» ACTIVITY: Please quote only the lines that start at the one with "Question. For every instance of the braided" and go on to the last line of the data, both ends kept.
(DATA IN THIS EXERCISE Opens)
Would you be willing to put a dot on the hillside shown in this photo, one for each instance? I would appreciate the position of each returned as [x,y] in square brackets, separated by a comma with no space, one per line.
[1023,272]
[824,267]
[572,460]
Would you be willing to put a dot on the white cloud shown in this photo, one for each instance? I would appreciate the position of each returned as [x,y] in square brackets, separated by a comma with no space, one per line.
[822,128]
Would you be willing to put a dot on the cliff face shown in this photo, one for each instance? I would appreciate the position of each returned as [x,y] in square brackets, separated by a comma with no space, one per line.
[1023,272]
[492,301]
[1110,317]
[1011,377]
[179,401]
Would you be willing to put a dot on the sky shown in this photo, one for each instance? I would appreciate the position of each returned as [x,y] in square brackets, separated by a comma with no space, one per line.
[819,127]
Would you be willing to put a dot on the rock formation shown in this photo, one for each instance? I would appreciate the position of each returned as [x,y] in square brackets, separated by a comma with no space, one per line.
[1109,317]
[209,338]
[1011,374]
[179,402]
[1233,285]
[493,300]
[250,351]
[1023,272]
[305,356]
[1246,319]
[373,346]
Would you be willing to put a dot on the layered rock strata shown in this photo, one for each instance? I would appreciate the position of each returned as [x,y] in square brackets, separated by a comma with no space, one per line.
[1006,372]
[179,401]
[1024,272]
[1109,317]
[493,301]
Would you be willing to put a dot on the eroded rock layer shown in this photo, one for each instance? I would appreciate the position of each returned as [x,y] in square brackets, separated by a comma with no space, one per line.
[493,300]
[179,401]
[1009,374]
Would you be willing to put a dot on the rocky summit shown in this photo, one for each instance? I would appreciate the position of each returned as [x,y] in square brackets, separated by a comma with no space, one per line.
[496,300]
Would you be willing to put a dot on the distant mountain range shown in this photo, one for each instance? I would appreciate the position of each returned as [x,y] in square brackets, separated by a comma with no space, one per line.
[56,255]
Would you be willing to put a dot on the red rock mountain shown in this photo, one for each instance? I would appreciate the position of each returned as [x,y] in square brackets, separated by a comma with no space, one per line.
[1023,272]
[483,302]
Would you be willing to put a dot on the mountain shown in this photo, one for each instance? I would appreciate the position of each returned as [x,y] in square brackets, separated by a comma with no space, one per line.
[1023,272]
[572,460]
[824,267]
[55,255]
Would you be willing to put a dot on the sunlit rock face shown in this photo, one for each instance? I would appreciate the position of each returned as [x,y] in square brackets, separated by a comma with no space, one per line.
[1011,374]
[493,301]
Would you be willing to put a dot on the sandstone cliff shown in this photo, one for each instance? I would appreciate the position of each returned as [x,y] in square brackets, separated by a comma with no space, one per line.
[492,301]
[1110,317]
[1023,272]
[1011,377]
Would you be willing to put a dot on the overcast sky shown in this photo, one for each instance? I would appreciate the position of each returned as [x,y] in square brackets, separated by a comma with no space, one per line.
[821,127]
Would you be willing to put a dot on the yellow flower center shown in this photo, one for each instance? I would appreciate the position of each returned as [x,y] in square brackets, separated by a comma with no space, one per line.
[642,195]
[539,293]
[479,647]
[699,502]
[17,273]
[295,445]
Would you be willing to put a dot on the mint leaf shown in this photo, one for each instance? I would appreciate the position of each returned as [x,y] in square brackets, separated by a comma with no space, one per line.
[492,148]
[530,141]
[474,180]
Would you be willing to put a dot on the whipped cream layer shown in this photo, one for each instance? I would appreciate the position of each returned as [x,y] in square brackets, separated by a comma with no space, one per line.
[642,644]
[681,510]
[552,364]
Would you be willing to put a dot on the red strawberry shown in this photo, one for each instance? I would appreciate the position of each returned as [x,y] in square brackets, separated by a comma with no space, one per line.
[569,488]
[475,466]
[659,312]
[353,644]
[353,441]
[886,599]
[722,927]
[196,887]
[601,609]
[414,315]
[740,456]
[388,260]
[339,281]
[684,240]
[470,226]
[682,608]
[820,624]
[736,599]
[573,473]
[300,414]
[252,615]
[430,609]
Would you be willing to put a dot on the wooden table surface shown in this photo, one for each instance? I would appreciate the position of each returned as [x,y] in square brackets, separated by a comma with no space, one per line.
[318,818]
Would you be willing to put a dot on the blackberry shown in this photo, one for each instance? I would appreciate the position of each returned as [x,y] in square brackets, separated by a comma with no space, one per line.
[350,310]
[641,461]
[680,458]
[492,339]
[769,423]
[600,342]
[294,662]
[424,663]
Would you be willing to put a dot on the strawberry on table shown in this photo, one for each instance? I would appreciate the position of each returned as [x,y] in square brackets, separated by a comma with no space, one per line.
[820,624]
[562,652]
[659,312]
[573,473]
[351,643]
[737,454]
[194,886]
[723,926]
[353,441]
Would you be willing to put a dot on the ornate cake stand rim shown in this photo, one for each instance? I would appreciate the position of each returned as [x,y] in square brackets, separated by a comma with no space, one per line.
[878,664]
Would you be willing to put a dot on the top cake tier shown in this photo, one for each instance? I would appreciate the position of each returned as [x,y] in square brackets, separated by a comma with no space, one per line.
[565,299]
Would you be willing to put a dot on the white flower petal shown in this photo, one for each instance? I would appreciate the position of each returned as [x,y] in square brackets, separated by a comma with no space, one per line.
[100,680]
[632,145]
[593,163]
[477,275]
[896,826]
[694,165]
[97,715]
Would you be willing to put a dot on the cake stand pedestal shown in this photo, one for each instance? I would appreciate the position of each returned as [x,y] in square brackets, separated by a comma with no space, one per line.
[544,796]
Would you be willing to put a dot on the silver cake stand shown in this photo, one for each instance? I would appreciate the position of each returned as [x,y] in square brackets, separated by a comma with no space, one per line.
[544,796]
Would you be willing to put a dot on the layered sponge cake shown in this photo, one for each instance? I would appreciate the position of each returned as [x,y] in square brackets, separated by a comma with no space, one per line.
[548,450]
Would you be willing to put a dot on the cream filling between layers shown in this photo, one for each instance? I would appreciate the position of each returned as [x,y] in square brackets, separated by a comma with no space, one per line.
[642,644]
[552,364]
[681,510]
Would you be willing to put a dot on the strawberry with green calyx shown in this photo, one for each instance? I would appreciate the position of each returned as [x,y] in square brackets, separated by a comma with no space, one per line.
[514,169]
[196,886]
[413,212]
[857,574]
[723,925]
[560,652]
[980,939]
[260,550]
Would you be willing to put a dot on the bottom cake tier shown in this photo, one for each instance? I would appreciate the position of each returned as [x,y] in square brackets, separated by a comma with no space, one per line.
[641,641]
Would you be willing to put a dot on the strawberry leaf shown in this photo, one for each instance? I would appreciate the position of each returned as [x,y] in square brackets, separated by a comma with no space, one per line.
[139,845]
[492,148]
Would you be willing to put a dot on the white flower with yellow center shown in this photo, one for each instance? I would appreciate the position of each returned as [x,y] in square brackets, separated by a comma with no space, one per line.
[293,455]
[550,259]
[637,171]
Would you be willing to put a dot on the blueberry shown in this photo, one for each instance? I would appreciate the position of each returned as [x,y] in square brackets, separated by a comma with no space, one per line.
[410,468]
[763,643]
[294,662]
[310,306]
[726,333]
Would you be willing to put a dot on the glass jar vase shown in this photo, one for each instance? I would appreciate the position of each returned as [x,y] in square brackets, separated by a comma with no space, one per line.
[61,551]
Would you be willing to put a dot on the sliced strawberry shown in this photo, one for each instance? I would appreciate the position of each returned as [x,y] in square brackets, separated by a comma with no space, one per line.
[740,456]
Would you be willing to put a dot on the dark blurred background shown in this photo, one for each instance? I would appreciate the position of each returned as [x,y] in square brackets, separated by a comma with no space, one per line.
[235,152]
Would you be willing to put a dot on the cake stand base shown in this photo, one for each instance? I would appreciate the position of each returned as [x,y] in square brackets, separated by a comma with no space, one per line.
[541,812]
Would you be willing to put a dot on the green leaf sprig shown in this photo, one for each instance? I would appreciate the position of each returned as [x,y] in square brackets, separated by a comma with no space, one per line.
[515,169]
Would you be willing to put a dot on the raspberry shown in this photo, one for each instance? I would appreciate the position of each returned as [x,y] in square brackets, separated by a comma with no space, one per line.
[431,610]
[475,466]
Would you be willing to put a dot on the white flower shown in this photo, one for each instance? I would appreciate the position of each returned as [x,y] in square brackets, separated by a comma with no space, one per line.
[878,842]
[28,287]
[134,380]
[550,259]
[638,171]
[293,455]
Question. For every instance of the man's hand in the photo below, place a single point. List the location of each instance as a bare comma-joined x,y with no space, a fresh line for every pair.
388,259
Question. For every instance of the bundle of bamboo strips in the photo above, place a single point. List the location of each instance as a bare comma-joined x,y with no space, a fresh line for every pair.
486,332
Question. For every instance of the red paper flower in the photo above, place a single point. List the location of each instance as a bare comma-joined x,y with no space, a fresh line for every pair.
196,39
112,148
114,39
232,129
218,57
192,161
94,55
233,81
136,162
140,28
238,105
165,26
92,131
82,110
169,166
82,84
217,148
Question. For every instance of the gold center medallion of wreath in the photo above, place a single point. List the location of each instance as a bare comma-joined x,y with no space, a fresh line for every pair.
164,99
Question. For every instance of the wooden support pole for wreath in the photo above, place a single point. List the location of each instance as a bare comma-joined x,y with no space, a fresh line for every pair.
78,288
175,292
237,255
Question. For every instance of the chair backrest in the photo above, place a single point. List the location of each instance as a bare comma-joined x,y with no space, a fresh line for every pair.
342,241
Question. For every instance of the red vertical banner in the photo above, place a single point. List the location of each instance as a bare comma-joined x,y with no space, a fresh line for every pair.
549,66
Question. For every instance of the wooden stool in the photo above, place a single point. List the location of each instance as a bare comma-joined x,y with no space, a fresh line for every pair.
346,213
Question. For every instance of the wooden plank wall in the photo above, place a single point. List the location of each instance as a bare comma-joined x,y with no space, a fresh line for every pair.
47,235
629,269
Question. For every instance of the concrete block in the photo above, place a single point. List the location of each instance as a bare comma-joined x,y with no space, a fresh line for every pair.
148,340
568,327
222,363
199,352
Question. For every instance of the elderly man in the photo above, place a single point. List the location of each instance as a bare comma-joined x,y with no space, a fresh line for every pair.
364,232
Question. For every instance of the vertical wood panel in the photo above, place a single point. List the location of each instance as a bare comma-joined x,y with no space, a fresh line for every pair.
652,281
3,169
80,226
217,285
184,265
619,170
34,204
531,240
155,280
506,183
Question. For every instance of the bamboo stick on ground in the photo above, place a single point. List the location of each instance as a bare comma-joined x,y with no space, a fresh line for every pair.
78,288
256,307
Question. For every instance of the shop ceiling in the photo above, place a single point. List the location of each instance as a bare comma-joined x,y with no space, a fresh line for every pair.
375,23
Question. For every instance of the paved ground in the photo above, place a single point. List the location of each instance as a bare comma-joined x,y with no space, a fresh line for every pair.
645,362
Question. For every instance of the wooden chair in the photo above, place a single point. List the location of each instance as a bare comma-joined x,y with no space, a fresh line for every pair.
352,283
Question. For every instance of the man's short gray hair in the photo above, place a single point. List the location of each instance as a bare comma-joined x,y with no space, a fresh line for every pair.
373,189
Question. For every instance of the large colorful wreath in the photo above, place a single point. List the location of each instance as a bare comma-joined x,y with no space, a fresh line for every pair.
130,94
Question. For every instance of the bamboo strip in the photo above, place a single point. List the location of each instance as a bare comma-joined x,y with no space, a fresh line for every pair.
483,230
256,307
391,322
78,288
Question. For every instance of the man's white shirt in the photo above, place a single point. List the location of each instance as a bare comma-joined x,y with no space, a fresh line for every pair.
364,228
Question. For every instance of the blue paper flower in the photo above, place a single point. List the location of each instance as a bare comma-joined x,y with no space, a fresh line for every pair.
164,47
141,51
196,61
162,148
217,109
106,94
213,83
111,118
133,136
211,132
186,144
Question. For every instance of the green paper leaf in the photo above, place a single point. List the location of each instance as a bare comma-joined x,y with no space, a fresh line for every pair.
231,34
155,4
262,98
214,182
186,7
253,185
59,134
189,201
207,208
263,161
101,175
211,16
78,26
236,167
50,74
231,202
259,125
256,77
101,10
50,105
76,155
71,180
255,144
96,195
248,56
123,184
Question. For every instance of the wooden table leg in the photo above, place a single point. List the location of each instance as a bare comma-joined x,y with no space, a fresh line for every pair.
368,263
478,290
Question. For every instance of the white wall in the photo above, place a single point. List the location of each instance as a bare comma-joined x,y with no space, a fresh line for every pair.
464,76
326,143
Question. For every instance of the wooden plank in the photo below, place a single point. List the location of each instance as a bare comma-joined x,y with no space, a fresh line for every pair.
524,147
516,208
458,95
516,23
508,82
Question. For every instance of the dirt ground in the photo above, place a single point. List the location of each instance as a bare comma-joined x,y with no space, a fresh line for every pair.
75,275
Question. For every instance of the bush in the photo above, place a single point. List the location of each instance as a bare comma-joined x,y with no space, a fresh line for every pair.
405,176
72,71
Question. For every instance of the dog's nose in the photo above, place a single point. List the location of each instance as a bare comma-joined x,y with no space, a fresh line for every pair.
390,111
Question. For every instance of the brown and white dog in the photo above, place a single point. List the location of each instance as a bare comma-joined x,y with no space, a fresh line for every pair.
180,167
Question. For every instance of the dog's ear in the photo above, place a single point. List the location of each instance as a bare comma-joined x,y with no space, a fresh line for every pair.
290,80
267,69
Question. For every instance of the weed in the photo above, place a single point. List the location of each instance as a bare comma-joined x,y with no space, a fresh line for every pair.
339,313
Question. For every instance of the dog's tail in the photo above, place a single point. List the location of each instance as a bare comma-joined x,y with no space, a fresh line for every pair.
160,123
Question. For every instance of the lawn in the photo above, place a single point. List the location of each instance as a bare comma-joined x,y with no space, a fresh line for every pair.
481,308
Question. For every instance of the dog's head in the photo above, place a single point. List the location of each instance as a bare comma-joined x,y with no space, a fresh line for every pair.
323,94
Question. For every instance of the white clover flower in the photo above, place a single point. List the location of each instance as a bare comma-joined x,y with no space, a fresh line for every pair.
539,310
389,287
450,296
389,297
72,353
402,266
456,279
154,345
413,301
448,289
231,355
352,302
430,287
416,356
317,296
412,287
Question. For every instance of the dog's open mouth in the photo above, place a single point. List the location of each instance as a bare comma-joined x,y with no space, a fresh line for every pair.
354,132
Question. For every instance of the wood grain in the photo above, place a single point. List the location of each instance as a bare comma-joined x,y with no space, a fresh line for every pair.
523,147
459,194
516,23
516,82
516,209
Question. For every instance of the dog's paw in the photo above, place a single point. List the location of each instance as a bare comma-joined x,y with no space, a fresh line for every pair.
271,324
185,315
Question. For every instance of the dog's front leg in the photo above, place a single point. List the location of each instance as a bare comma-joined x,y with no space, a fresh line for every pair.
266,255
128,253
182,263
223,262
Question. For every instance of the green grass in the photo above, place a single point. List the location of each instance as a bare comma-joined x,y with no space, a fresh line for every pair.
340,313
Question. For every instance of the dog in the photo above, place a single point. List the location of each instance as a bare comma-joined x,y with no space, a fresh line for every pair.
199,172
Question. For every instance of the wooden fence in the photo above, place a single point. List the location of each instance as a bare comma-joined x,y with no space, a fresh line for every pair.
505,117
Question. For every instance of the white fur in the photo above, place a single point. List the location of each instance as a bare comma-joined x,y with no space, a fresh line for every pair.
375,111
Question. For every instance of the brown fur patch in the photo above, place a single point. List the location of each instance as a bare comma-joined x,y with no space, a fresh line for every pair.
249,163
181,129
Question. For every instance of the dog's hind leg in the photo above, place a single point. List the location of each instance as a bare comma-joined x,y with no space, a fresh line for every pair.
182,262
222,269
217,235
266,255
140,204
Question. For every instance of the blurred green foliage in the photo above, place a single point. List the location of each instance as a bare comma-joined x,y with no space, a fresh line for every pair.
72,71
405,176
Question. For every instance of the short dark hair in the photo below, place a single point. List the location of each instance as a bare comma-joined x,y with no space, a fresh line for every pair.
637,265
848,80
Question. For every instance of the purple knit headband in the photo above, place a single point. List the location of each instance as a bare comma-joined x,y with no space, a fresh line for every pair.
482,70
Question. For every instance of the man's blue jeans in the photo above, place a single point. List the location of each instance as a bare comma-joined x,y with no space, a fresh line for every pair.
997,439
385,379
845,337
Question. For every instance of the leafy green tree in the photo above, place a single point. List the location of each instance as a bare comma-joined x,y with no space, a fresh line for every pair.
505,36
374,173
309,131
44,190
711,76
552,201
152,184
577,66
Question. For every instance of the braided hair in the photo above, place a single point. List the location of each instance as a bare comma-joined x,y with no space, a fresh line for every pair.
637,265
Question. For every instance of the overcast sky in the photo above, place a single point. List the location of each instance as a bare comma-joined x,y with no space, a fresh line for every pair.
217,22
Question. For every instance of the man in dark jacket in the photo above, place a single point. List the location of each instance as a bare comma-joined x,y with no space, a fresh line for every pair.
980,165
(DATA IN THIS EXERCISE Closes)
» REPLY TO THE EXERCISE:
Question. For every instance of the braided hair in the photo above, place a single point. List the location of each instance as a bare comma-joined x,y with no space, a fresh line for every pair.
637,265
Question. For every instance of the overcast sky in the photo above, place a single point. List the location of each instance as a bare comma-joined x,y with no space, a fresh line for every pair.
217,22
Question. For every instance of the man in dark jacket in the photo above, place a single point. List the location of each instance as a bare comma-joined x,y with no space, a fresh line for every pair.
980,165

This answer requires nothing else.